• **Text excerpt**
The BC Bike Race, coming back for its 11th year, won't have any impact on Highway 99 this time around.
When the singletrack-slanted event's final stage traverses through Whistler on July 13, riders will use the Nordic overpass to the west-side trails to avoid putting any rubber on the Sea to Sky Highway.
In 2016, the Whistler stage coincided with travellers heading north for the Pemberton Music Festival, straining the thoroughfare to its limits.
Whistler course director Grant Lamont said even though the festival has been cancelled, the race would use a route that does not interrupt traffic flow.
"In our original proposal last year, we put forward a plan to use the Nordic overpass and the Valley Trail going down past Wayside Park. We're doing that this year after we had some traffic issues last year," he said. "We're going to be crossing the highway, but there aren't going to be any highway stoppages."

• **Given material**
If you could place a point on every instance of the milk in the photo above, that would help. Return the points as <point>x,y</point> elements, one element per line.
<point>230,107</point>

• **Given task**
Keep writing the bike race news story, picking up right after its last sentence.

• **Exercise result**
From the public perspective, using the overpass will be the most noticeable change, but for riders, there will be a few other changes to the route as they meander their way from Cheakamus Crossing to the Rainbow Park finish line, capping the seven-day stage race.
"We've made a minor change to the trails we're using on the west side. This year, we're going to stick with entering Stonebridge and going into Middle Danimal and Piece of Cake and A La Mode, but there's also some new climbing trail that takes people off the forest service road onto Lower Sproatt," Lamont explained. "We're psyched about that, that WORCA (Whistler Off-Road Cycling Association) has built three new little sections of climbing trail to eliminate a lot of the steep, punchy climbs up at the top.
"We're also excited to be adding A Cut Above, a new two-year trail project that we had up on Sproatt, that goes from Beaver Path to Whip Me Snip Me at the bottom."
Lamont explained that the west-side trails are becoming so built-up that he hopes to use them exclusively for 2018's course.
"We don't like to do the same thing too many times in a row. We always like to keep it fresh. I'm anticipating, hopefully, doing a complete west-side route with a start and finish at Rainbow Park next year," Lamont said. "We've been adding (to) and upgrading that network on the west side, so we really want to show it off."
Lamont noted there were concerns about gaining access to Kadenwood this year, though race organizers and the strata worked out an agreement.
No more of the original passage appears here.